**What is required**
In the entries below, return only the line containing "of the front" and those after it, exactly, through the last line.

------------------------------

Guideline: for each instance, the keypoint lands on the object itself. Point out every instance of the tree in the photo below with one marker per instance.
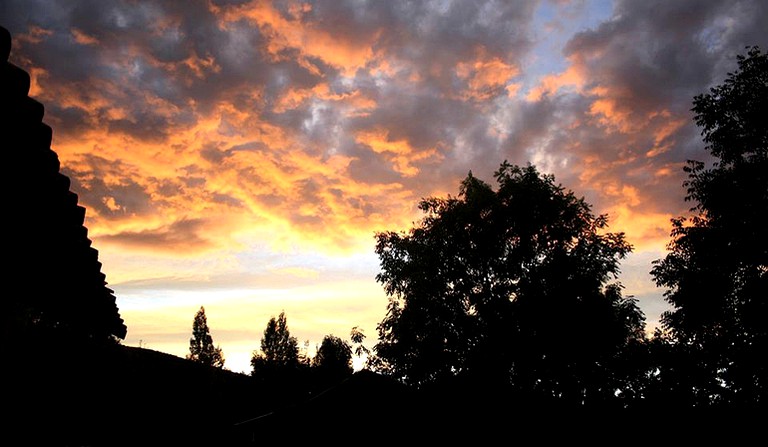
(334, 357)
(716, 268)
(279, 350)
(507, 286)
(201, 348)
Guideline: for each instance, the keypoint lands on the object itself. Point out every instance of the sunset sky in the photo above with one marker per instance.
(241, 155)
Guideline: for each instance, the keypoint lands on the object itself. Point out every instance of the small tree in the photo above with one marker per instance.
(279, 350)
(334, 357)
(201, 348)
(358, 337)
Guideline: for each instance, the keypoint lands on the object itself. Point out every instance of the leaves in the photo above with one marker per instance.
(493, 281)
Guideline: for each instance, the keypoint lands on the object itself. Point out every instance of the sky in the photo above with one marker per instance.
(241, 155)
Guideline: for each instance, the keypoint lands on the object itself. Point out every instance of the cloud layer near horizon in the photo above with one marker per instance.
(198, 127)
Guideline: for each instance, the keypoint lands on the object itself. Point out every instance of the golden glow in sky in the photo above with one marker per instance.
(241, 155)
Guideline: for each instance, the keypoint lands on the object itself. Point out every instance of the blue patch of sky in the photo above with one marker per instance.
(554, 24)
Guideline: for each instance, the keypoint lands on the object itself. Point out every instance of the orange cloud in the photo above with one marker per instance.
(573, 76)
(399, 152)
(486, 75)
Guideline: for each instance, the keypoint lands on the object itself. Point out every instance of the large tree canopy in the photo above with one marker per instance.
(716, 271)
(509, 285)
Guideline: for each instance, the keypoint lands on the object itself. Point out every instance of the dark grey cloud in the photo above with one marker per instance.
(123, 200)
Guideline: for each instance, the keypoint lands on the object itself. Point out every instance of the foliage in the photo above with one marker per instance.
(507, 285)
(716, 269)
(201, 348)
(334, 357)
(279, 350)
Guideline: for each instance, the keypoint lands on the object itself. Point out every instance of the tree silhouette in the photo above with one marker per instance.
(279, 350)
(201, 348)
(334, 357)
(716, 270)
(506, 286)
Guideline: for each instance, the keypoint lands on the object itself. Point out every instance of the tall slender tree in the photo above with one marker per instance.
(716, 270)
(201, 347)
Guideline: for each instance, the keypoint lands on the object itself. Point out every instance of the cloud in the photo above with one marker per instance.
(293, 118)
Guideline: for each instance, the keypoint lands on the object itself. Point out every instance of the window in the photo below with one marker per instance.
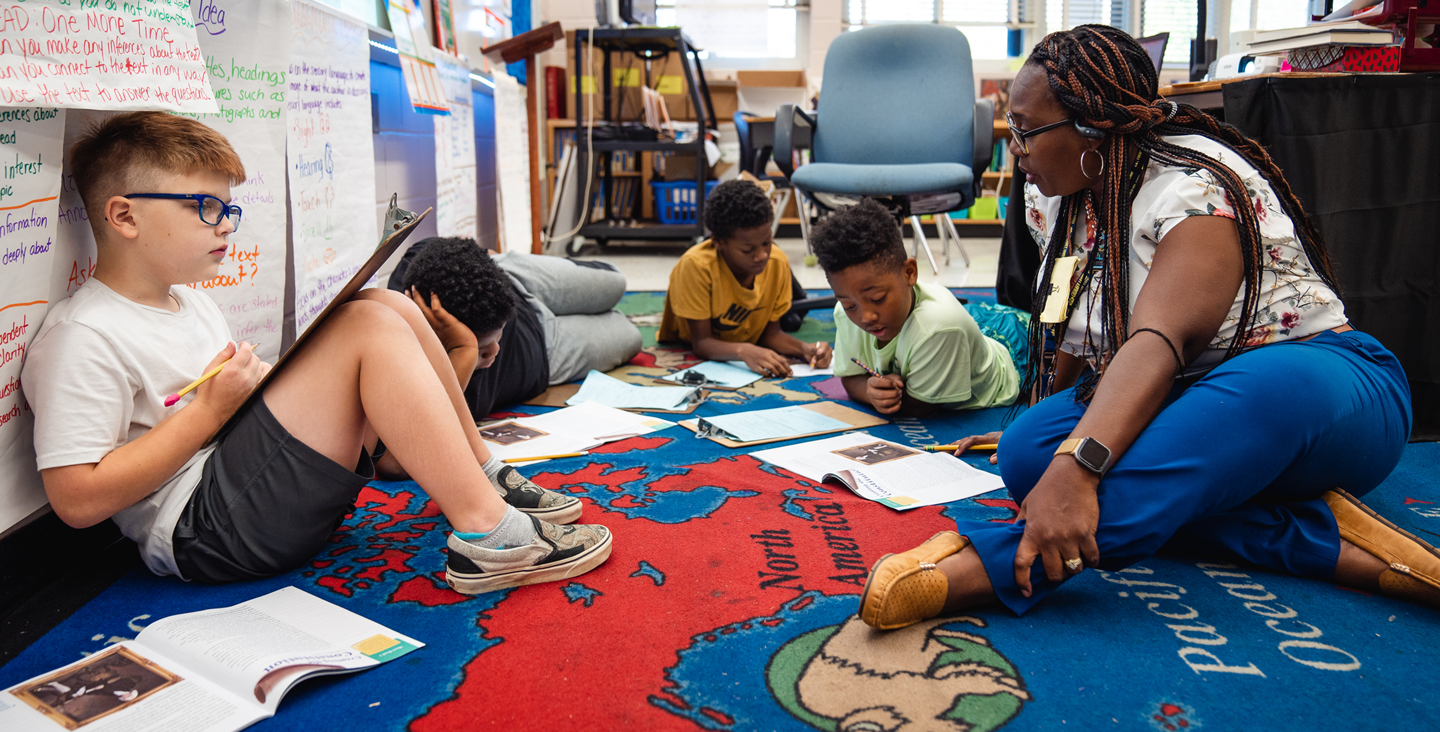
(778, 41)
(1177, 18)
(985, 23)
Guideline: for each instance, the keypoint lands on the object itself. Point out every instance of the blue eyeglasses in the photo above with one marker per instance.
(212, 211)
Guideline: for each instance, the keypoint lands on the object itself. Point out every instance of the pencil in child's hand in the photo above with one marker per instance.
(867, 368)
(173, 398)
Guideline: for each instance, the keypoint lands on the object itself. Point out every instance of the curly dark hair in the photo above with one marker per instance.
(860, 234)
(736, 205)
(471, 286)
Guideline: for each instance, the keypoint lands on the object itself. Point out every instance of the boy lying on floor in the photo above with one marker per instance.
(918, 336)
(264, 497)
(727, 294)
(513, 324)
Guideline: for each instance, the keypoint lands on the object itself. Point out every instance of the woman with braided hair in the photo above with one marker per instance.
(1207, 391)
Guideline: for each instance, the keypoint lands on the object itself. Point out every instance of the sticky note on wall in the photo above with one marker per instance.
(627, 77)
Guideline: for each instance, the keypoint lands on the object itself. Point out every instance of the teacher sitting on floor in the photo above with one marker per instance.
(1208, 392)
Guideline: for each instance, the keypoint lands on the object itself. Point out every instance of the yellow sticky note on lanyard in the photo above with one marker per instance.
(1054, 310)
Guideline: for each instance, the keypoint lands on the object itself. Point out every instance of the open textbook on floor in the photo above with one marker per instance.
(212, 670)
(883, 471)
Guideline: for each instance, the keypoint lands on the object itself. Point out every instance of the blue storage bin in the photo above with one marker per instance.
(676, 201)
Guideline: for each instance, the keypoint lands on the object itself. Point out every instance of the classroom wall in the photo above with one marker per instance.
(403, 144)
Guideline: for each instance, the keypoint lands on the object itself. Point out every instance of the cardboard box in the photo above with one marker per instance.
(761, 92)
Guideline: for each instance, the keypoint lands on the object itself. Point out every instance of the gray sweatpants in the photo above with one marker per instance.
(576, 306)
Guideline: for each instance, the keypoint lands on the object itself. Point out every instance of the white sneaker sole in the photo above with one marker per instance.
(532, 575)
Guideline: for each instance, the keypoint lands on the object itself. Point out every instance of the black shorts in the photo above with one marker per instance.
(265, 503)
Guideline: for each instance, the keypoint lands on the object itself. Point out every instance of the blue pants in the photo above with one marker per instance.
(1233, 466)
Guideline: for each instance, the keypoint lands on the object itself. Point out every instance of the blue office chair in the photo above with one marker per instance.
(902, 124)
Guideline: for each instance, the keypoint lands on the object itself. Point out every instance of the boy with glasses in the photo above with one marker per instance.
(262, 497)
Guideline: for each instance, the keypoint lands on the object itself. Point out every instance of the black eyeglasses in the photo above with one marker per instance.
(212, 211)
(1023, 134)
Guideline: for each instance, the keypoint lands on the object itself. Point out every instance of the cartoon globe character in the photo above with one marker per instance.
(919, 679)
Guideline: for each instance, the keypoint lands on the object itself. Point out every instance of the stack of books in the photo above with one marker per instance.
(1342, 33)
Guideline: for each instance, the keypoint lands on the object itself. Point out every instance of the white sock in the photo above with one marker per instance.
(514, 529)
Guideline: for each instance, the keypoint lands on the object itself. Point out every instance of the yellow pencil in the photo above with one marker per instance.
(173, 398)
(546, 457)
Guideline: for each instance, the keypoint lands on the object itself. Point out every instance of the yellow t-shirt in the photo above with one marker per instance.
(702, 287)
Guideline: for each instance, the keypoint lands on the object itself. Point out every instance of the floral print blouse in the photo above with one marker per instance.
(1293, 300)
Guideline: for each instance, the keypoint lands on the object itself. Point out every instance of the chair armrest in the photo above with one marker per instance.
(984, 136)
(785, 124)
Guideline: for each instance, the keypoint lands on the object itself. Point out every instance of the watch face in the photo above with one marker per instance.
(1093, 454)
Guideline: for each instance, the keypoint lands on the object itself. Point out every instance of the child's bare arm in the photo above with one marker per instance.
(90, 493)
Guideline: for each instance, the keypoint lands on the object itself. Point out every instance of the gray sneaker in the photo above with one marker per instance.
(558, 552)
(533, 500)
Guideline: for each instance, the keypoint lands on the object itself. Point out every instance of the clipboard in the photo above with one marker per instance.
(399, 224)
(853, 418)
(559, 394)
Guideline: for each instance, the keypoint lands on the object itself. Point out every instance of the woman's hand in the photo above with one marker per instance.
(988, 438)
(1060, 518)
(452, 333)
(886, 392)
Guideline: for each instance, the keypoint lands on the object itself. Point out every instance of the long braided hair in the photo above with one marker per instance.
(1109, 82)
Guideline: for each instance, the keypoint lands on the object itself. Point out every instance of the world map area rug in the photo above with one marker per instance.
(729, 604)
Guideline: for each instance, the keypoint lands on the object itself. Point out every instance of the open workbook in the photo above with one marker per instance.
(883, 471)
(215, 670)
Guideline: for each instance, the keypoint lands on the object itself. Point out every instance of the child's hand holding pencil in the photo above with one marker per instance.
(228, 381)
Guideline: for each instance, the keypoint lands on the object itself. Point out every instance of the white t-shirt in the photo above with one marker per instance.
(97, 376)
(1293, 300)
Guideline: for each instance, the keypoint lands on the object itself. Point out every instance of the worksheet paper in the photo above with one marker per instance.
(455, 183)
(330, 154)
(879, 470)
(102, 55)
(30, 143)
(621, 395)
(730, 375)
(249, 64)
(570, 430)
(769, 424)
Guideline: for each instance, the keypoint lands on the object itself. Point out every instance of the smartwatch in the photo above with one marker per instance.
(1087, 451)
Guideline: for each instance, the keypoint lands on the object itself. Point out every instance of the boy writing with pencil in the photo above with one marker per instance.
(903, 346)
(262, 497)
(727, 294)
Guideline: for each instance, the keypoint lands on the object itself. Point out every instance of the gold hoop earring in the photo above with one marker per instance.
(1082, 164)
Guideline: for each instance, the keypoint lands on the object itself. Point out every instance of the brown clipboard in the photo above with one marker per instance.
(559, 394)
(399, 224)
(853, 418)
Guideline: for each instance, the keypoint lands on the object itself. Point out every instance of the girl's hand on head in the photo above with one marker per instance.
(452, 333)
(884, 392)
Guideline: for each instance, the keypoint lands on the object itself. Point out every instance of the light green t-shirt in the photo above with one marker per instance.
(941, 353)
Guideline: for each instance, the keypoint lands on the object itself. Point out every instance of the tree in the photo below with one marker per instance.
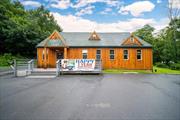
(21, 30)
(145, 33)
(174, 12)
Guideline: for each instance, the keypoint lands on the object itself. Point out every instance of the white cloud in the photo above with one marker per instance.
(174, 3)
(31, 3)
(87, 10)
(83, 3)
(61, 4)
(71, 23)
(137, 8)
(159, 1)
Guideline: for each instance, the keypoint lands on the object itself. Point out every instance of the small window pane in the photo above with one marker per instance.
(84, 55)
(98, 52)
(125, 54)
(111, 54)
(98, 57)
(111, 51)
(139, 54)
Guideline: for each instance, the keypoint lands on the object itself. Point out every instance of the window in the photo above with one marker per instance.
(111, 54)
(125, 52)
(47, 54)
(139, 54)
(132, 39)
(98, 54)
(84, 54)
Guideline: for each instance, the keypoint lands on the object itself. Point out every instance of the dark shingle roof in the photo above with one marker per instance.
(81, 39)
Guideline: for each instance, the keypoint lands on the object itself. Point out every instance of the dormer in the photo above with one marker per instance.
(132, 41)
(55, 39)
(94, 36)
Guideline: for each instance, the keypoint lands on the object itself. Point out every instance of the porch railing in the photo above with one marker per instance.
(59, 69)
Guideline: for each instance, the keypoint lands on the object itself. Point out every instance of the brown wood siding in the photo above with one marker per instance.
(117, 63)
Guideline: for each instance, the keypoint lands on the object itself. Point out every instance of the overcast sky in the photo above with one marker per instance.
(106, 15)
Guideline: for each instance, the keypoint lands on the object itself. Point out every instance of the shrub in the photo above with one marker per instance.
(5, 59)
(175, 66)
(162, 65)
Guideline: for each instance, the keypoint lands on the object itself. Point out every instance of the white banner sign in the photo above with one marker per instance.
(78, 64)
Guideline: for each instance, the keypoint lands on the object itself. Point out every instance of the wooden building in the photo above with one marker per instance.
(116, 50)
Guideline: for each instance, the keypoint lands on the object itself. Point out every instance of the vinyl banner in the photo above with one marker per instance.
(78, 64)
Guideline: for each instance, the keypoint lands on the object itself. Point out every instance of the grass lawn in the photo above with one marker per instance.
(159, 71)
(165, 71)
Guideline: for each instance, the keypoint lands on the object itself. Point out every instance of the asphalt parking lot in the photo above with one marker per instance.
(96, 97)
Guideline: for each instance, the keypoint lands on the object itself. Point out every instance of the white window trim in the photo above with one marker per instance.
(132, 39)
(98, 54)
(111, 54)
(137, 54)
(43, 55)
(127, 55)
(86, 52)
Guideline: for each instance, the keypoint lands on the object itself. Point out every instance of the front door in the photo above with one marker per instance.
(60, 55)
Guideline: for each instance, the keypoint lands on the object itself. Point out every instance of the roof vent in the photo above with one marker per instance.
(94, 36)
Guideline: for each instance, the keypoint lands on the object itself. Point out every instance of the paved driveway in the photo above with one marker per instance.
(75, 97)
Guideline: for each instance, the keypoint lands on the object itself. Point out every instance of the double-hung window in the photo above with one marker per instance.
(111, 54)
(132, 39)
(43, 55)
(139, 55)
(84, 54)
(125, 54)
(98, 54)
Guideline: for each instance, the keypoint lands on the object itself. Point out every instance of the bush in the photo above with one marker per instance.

------------------------------

**Task solution**
Guideline: for each instance, the keypoint lands on the object itself. Point out every instance of the front door in the photo above with one marker per instance.
(60, 55)
Guideline: for each instance, the keypoint lands on the object itself. Point out every instance of the roof vent in the photo above with one marker per instance.
(94, 36)
Guideline: for each instance, the keypoint lands on the object itself. Point out every instance of the paved driveway in the photo above with one marker per instance.
(75, 97)
Guideline: for each instance, the keypoint lands on the object itself. Point out every instance of the double-hung window in the photo above with one marker per instance.
(111, 54)
(132, 39)
(43, 55)
(139, 55)
(84, 54)
(125, 54)
(98, 54)
Guideline: for each instance, the keypoint lands on the object itself. Point out every instance of the bush in the photo above with one marker per instance.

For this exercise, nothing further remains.